------ Listed records ------

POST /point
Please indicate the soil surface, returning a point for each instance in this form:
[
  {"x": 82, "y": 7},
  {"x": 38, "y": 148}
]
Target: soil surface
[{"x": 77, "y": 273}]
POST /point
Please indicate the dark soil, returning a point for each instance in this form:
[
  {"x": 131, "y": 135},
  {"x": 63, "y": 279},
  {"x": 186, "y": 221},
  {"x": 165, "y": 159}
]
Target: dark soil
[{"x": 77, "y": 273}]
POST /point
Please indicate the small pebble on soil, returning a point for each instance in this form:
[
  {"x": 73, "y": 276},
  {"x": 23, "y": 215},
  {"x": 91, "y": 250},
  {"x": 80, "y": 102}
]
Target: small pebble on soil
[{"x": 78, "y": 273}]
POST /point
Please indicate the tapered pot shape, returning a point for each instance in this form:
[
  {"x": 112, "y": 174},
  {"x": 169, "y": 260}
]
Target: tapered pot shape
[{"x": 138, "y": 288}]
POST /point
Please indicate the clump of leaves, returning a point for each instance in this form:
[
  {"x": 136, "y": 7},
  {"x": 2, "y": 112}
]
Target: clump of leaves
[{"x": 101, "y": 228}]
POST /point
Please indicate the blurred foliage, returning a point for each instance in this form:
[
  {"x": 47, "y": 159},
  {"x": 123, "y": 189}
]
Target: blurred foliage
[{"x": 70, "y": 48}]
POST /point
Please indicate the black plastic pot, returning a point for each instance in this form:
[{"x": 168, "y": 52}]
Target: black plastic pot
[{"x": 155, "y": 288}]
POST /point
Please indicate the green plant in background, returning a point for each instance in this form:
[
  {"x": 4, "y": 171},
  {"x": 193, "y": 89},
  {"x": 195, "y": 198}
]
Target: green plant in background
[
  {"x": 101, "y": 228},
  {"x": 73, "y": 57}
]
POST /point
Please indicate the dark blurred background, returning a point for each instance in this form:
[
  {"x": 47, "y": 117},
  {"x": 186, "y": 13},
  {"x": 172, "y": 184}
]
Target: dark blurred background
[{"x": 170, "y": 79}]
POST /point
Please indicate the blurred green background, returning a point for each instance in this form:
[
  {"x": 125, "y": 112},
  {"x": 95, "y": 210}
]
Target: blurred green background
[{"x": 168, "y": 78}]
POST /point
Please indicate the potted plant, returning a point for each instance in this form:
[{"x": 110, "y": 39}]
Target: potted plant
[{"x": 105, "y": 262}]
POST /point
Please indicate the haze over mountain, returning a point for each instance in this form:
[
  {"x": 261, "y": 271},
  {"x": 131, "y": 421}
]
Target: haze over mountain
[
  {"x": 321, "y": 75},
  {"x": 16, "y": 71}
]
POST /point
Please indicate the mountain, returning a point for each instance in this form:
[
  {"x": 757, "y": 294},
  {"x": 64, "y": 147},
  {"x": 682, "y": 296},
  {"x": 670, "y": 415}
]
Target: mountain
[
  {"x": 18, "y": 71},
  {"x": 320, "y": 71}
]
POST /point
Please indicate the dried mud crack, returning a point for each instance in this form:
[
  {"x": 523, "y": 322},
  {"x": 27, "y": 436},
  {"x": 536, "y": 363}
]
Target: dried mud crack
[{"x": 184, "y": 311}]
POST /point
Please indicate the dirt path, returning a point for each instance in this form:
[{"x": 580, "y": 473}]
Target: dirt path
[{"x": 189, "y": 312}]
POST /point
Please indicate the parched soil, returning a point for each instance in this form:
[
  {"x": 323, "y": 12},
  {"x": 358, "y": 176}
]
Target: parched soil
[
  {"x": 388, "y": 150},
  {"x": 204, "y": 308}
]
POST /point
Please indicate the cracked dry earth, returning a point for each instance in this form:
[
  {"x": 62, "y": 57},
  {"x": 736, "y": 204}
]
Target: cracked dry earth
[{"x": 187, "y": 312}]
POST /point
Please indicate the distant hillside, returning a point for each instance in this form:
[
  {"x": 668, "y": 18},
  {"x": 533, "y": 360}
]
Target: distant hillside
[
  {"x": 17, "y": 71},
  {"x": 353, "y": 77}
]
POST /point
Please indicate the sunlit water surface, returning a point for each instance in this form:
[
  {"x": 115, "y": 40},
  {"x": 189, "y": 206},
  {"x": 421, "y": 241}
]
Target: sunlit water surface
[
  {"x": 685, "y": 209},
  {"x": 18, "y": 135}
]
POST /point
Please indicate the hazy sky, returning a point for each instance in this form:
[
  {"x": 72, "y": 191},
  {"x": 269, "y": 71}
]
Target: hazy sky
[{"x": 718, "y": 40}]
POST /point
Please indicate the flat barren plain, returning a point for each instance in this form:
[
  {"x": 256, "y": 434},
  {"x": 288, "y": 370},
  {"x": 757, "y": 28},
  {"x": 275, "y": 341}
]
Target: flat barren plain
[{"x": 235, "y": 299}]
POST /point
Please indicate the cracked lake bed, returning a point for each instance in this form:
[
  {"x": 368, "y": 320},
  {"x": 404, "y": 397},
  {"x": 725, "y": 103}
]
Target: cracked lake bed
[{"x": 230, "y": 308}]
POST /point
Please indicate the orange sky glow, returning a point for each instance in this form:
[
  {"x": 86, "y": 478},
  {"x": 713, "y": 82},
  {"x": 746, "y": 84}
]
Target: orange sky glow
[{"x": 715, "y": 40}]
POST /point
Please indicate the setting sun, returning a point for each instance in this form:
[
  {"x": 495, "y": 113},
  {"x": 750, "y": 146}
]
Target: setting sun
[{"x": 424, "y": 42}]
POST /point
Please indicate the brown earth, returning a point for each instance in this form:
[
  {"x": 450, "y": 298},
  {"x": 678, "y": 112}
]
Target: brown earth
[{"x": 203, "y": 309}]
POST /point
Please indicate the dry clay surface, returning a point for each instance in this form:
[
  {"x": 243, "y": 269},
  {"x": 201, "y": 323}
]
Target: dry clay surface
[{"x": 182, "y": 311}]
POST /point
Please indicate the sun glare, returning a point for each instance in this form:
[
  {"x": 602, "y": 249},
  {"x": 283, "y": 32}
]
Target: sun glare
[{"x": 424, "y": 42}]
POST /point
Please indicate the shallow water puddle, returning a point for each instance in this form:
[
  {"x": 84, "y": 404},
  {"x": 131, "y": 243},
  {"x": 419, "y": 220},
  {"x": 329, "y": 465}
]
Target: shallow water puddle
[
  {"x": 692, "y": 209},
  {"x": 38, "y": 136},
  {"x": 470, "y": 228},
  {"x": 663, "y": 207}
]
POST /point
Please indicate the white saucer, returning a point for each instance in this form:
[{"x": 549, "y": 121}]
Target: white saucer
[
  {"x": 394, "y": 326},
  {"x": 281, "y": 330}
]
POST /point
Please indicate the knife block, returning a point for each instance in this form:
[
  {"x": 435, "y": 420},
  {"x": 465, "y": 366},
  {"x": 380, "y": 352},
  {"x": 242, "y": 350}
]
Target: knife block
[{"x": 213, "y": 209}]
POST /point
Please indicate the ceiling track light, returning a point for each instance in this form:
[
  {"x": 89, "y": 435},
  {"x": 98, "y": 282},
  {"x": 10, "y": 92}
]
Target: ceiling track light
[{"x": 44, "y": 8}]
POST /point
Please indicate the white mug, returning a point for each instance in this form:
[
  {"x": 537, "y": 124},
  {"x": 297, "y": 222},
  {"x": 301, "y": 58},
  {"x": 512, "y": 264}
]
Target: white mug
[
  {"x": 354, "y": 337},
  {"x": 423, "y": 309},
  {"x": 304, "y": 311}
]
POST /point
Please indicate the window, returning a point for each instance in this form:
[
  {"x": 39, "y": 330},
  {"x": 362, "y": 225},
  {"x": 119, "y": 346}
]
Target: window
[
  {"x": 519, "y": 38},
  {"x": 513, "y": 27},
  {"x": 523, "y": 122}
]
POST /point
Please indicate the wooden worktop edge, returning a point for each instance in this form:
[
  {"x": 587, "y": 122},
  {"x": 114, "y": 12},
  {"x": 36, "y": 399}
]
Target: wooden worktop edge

------

**Problem:** Could you copy every line from the records that mentions the word "edge"?

**Reply:**
Please indicate the wooden worktop edge, returning a point for each instance in this form:
Target: wooden worktop edge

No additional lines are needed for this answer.